EXTRAIT DU DOCUMENT
2.- Soixante-dix étudiants armés s’attaquèrent
à la garde du palais de la Confédération germanique
à Francfort. « Cette entreprise était inepte,
dit Bakounine, car c’est à Berlin ou à Vienne
qu’il eût fallu frapper » (IV, 306). Et même,
soixante-dix étudiants étaient loin de suffire pour
« briser la puissance de la réaction allemande ».
En plus, le gouvernement, prévenu, avait laissé l’affaire
suivre son cours, « afin d’avoir un bon prétexte
pour anéantir les partisans de la révolution et les
aspiration révolutionnaires en Allemagne ».
La réaction la plus noire s’abattit alors sur le pays.
« Ce fut une véritable satumale pour les fonctionnaires
allemands et les manufactures de papier, dont une énorme
quantité fut noircie à cette occasion ». Une
commission centrale fut créée, chargée de coordonner
la répression et l’échange d’informations
concernant les éléments subversifs. Arthur Lehning,
dans une note à Etatisme et anarchie, donne des précisions
sur l’efficacité de la coopération des différents
Etats allemands dans ce domaine : « La création d’un
“bureau d’informations” pour tous les Etats du
Deutsche Bund était une idée de Metternich. Il l’avait
déjà émise avant l’attentat de Francfort.

CONSIGNE A
D'après l'extrait sur l'attentat de Francfort, qui avait eu l'idée d'un « bureau d'informations » pour tous les Etats du Deutsche Bund ?
CONSIGNE B
Rédigez la suite de l'extrait sur l'attentat de Francfort et la répression qui suivit.

LIGNES DE DONNÉES
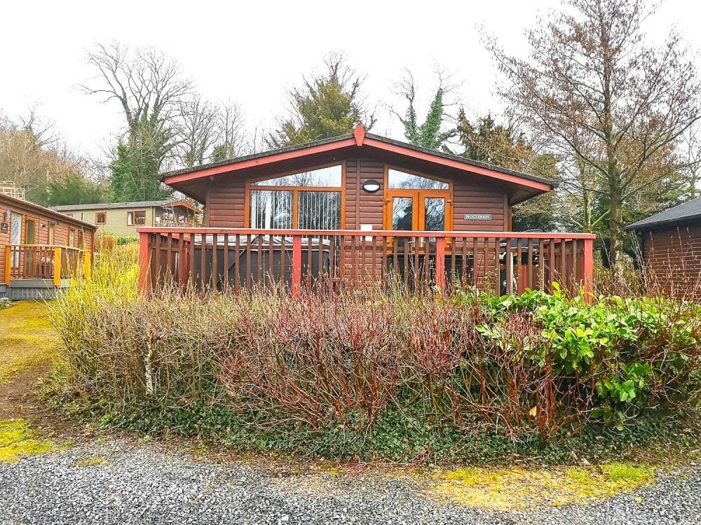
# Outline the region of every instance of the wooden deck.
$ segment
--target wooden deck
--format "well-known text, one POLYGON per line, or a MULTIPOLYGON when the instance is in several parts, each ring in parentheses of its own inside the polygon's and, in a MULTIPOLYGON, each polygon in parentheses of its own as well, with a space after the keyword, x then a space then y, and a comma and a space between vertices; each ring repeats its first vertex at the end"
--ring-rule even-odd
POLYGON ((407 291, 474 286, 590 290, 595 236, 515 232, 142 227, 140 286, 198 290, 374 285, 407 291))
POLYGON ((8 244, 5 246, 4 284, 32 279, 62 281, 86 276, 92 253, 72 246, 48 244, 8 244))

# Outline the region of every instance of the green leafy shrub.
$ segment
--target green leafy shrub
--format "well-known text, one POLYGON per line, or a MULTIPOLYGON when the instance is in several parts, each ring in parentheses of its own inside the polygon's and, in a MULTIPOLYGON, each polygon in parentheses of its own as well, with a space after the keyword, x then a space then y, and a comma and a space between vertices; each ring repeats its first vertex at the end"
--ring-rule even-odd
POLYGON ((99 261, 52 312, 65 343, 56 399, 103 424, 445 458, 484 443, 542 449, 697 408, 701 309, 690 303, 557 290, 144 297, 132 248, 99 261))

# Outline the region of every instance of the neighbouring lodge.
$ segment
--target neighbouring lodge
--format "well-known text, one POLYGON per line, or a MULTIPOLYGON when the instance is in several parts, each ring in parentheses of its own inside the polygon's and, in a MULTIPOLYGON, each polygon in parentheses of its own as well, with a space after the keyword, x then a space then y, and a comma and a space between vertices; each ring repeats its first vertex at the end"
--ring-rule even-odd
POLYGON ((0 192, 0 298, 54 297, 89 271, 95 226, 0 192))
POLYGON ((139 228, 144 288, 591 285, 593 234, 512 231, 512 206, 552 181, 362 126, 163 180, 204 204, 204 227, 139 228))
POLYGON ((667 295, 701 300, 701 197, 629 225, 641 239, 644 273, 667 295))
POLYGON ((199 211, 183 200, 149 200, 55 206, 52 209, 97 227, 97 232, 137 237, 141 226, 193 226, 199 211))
* * *
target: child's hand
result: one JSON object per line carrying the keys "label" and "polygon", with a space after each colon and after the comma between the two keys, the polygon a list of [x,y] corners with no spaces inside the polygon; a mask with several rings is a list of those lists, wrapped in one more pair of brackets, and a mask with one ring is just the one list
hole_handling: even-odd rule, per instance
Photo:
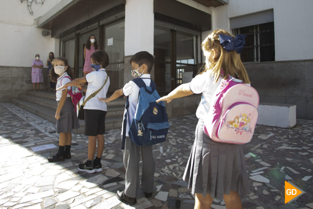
---
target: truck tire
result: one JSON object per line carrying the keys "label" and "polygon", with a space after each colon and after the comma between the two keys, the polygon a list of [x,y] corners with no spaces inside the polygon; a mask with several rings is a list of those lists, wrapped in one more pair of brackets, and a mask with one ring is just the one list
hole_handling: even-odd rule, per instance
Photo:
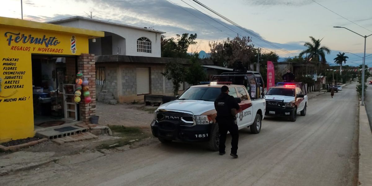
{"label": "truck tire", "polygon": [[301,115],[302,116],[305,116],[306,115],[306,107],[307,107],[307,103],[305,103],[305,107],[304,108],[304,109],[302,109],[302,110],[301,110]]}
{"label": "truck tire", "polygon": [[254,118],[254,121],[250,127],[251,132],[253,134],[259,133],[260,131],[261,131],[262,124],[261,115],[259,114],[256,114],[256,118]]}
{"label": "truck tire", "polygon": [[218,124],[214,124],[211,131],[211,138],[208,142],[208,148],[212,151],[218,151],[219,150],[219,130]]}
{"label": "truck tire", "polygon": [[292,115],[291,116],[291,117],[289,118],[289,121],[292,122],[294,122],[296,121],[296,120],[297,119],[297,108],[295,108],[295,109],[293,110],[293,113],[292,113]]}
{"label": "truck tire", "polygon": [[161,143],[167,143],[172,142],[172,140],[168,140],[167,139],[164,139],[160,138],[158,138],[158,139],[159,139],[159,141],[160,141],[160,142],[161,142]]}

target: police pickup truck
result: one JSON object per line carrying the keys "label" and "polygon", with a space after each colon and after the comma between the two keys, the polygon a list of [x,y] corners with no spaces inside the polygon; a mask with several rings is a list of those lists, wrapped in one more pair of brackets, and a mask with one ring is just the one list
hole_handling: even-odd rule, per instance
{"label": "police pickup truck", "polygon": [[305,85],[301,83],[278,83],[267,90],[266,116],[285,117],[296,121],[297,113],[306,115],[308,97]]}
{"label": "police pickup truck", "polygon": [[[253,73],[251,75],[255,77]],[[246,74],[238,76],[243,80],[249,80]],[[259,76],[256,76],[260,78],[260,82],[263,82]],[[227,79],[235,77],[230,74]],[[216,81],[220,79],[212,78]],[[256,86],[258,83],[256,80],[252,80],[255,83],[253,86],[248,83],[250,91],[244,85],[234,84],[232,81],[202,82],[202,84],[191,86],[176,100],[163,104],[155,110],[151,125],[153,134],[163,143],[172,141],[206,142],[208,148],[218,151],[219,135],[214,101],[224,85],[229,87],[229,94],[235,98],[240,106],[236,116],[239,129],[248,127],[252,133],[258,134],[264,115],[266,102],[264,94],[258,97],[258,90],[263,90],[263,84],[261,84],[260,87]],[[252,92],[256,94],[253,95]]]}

RÉPONSE FINALE A
C'était une idée de Metternich.

RÉPONSE FINALE B
Le bureau n’était pas organisé comme une centrale
policière munie de pleins pouvoirs, mais comme une police
secrète chargée de suivre les activités des
révolutionnaires et d’en informer les gouvernements.
“On ne pend pas les voleurs avant d’avoir mis la main
dessus”, écrivait Metternich. Les opérations
du Bureau devaient, selon les instructions de Mettemich, s’étendre
au-delà des frontières allemandes, notamment en France,
centre des comploteurs en Suisse, centre des réfugiés
; en Belgique, terre d’asile des Polonais...) Les informations
recueillies par une multitude d’agents secrets étaient
envoyées à Vienne et à Berlin où des
commissions spéciales nommées par les gouvernements
devaient prendre, en se basant sur ces renseignements, des mesures
policières ou juridiques. » (IV, 428-429.)
Toute la fleur de l’Allemagne libérale fut arrêtée,
emprisonnée. Nombreux furent ceux qui restèrent prisonniers
jusqu’en 1840, certains même jusqu’en 1848. Après
la Fête de Hambach, prit fin tout mouvement politique en Allemagne.
« Un silence de mort succéda, qui se prolongea sans
la moindre interruption jusqu’en 1848. En revanche, le mouvement
se transposa dans la littérature. » (IV, 306.)
Selon la classification établie par Bakounine, c’est
au début de la troisième période du libéralisme
allemand qu’il commence lui-même à entrer en
scène, en publiant son essai, La Réaction en Allemagne.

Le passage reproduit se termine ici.